··· Selected extract
University student reports theft in Como neighborhood

The Como resident said her laptop and camera were stolen from her home.

by Elizabeth Cook

Tonja Torgerson discovered her laptop and camera were missing when she came home March 22.

There were no signs of forced entry and Torgerson, a fine arts junior, said she believes she locked the door before leaving.

The burglary happened sometime between 11 a.m. and 6 p.m., she said.

Torgerson said someone also stole her roommate’s camera and some DVDs.

“They only took what they could carry,” Torgerson said.

She said she has the serial number for her laptop, so if it turns up at a pawn shop, she’ll be able to get it back.

Torgerson said that when she talked with police, they kept telling her how common theft is in the neighborhood. She lives in the 1800 block of Como Avenue Southeast.

Jennifer Lee, resource coordinator for the Southeast Como Improvement Association, said neighbors haven’t reported any recent break-ins.

Too drunk

An officer arrived about midnight at the Territorial Hall parking lot on the report of “one down.”

According to the report, the officer found a University student passed out between two cars and lying in her own vomit.

The officer reported it was hard to wake her, and she had to be carried into an ambulance.

The officer and paramedics tried to get her name but could not understand her slurred speech.

The officer obtained her name and age from residence hall staff, and issued her a citation for minor consumption.

Steve Johnson, deputy police chief for the University, said this incident is somewhat common around campus.

“Just about every weekend we have someone go by ambulance,” Johnson said.

Johnson said the situation could have been worse if she had choked on her vomit.

At the University, students frequently go to the hospital for drinking too much, but there haven’t been many related deaths, Johnson said.

“We’ve been fortunate that we haven’t had people die,” Johnson said.

Miscounting change

A parking attendant at 18th Avenue Southeast and Fourth Street Southeast called police to report she had been swindled out of money.

Johnson said a man asked the female attendant for her phone number but the woman wouldn’t give it to him.

The suspect started to become agitated and then said he needed change because his waiter job at the Mall of America requires him to be able to make change.

The suspect then kept saying he needed change for a 20, for a 10 or singles, Johnson said.

Johnson said the woman had already felt threatened from being asked for her phone number, and was not thinking clearly and just kept giving him the change.

After the man left, she said, she had given him four $20 bills, and he had given her only five singles in return.

Johnson said this is an inactive and isolated case.
······
[Problem statement] Please reproduce the passage of the crime report above word for word, starting with "The Como resident" and going on through "p.m., she said.".
··· Dataset section
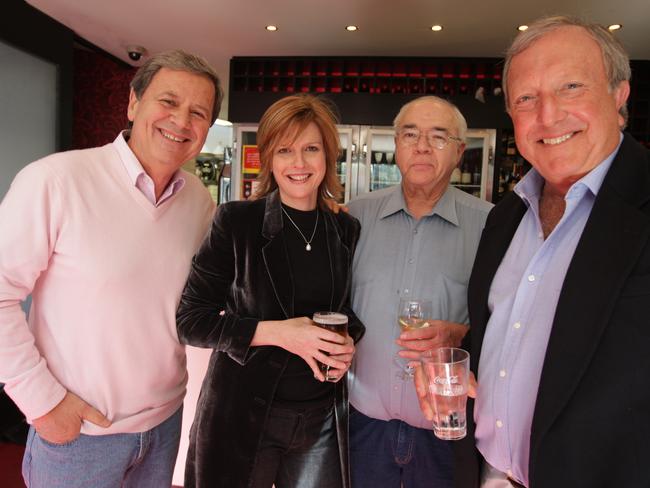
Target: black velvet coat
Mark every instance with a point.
(241, 275)
(591, 424)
······
[Output]
The Como resident said her laptop and camera were stolen from her home.

by Elizabeth Cook

Tonja Torgerson discovered her laptop and camera were missing when she came home March 22.

There were no signs of forced entry and Torgerson, a fine arts junior, said she believes she locked the door before leaving.

The burglary happened sometime between 11 a.m. and 6 p.m., she said.